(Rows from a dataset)
....

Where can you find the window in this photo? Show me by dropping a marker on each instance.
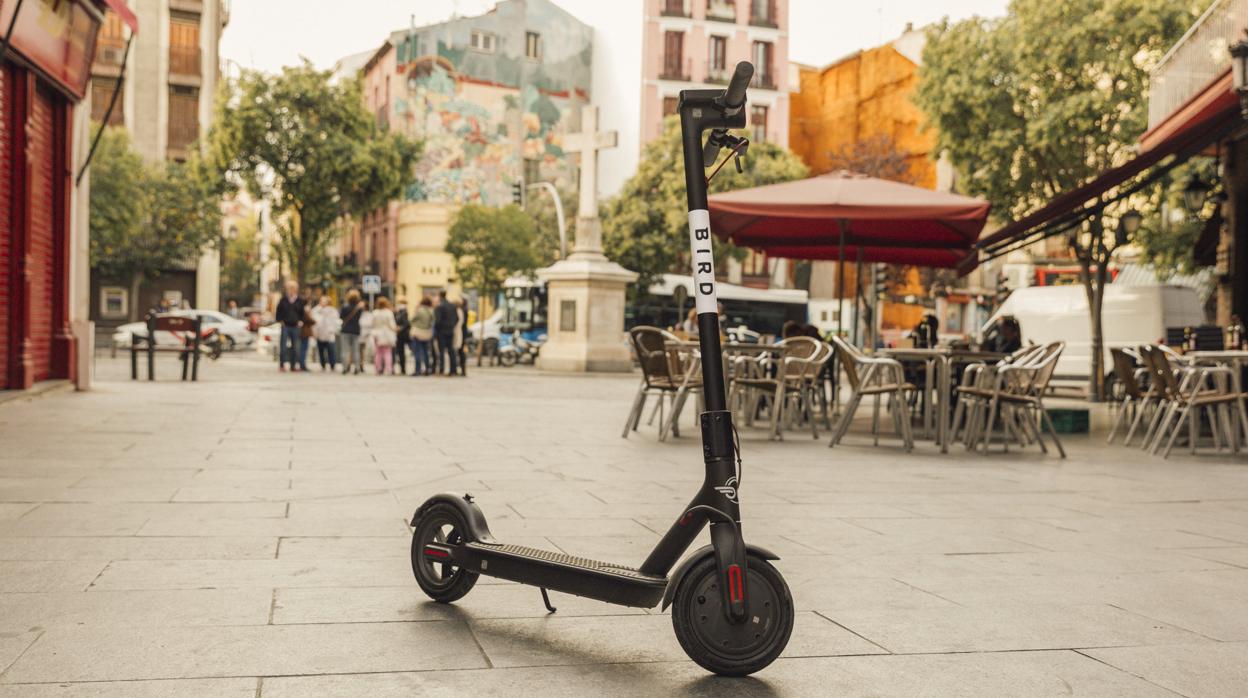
(758, 124)
(101, 95)
(765, 76)
(674, 55)
(184, 117)
(184, 43)
(763, 13)
(718, 59)
(532, 170)
(483, 41)
(114, 302)
(755, 264)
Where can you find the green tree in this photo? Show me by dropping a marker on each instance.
(489, 245)
(306, 144)
(1043, 100)
(240, 264)
(645, 227)
(146, 219)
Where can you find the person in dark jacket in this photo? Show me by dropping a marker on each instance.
(290, 314)
(463, 336)
(404, 335)
(446, 321)
(351, 312)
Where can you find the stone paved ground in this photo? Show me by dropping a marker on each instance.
(246, 536)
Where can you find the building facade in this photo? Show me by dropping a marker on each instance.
(166, 103)
(44, 255)
(492, 98)
(695, 44)
(860, 106)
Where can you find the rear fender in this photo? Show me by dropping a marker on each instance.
(698, 556)
(478, 531)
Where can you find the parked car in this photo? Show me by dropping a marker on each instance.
(234, 331)
(1130, 316)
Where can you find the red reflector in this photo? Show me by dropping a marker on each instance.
(735, 588)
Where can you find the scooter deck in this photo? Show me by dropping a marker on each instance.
(578, 576)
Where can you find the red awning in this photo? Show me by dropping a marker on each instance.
(1182, 139)
(885, 221)
(124, 13)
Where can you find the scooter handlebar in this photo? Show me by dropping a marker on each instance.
(734, 96)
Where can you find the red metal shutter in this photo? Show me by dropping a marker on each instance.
(43, 230)
(6, 281)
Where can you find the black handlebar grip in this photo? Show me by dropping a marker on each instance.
(734, 96)
(710, 151)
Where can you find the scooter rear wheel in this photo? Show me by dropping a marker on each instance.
(443, 582)
(719, 646)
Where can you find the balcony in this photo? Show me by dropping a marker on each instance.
(719, 10)
(764, 14)
(184, 60)
(764, 80)
(674, 9)
(718, 75)
(677, 69)
(1198, 58)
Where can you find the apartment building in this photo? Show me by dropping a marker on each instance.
(166, 101)
(695, 44)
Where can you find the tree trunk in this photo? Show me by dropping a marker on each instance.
(1093, 317)
(1098, 330)
(135, 282)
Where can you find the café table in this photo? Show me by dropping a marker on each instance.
(939, 365)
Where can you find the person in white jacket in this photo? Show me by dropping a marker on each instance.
(326, 332)
(385, 334)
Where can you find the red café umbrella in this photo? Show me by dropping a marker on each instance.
(843, 215)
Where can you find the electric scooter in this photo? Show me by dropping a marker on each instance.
(730, 608)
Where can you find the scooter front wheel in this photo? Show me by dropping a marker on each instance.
(729, 648)
(442, 581)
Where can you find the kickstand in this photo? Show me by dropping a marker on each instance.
(546, 599)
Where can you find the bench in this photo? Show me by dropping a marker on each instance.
(185, 329)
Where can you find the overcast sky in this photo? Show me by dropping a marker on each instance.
(268, 34)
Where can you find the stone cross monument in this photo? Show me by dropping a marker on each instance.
(585, 291)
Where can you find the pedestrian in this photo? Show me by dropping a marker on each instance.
(327, 324)
(462, 347)
(422, 334)
(350, 315)
(290, 314)
(446, 324)
(385, 335)
(404, 335)
(306, 332)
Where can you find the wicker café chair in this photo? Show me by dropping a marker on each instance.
(662, 375)
(871, 376)
(785, 387)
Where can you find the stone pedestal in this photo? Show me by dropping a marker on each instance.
(585, 311)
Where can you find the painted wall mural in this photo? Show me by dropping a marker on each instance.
(492, 117)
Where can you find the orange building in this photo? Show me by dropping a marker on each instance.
(859, 109)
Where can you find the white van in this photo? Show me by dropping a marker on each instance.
(1130, 316)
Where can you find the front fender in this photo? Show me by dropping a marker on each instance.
(705, 551)
(473, 517)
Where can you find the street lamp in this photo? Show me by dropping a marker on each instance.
(1239, 69)
(1194, 194)
(1128, 225)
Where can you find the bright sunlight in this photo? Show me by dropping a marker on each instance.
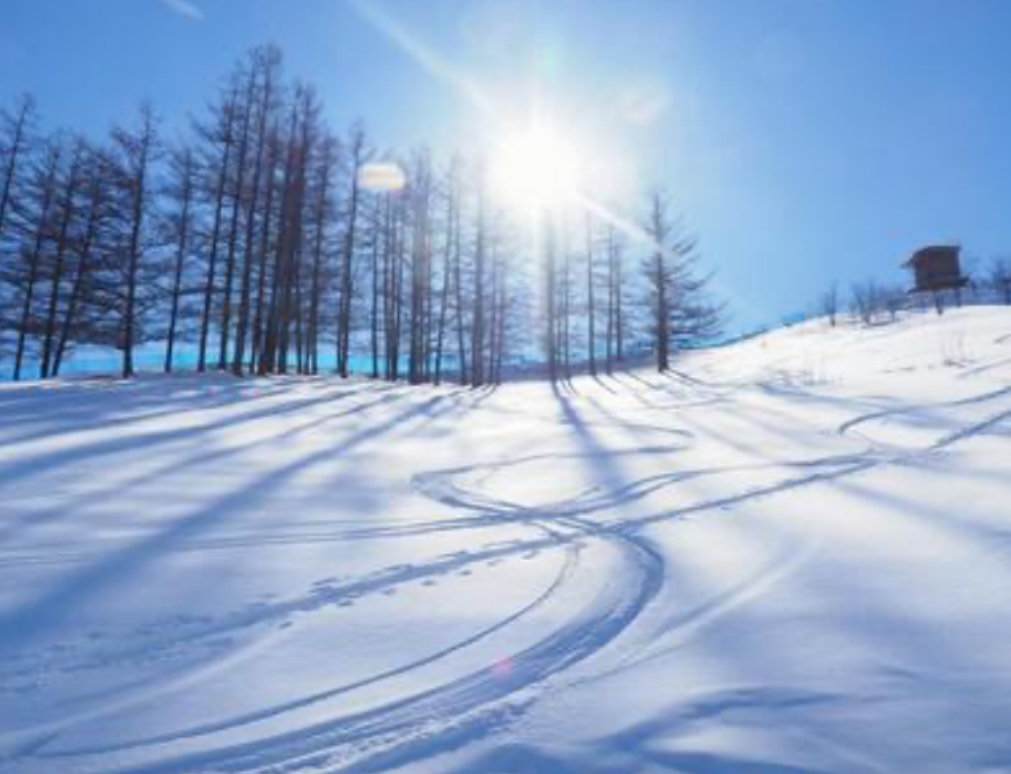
(536, 169)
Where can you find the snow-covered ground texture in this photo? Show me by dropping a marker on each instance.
(792, 555)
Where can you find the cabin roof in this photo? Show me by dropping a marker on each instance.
(932, 251)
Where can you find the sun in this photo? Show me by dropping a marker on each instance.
(536, 169)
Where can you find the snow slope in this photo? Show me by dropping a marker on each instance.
(793, 555)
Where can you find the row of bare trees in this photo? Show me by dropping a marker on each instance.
(252, 246)
(870, 301)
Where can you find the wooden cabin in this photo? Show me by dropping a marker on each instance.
(936, 268)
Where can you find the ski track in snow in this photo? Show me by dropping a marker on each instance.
(483, 700)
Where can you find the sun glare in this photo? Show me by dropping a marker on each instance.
(536, 169)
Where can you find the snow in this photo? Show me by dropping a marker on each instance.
(792, 555)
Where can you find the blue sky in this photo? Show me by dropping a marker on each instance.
(803, 140)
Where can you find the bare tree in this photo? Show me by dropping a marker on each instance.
(828, 304)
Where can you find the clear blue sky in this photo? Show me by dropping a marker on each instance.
(804, 140)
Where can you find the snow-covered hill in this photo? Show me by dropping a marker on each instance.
(793, 555)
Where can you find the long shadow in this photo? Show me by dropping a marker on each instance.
(33, 465)
(192, 462)
(25, 622)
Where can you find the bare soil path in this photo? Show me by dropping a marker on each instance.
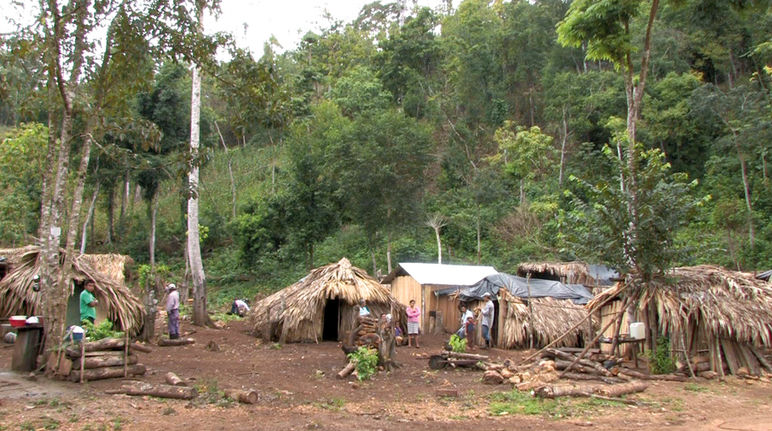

....

YOUR OBJECTIVE
Locate every line in the entries above that contains the word "scooter", and copy each of those lines. Case counts.

ANSWER TO THIS PROBLEM
Where can you find the scooter deck in this photo? Show me by dropping a marker on each instance.
Where can you find the scooter handlebar in this photo? Show me by dropping a marker on each instance.
Where can you find the scooter rear wheel in this photo? Show me by dropping a marker on each instance.
Where can you find the electric scooter in this photo? Show me by dropping a marker on each instance.
Where can you find the scooter front wheel in this photo? Show me by dropping a marker on each instance.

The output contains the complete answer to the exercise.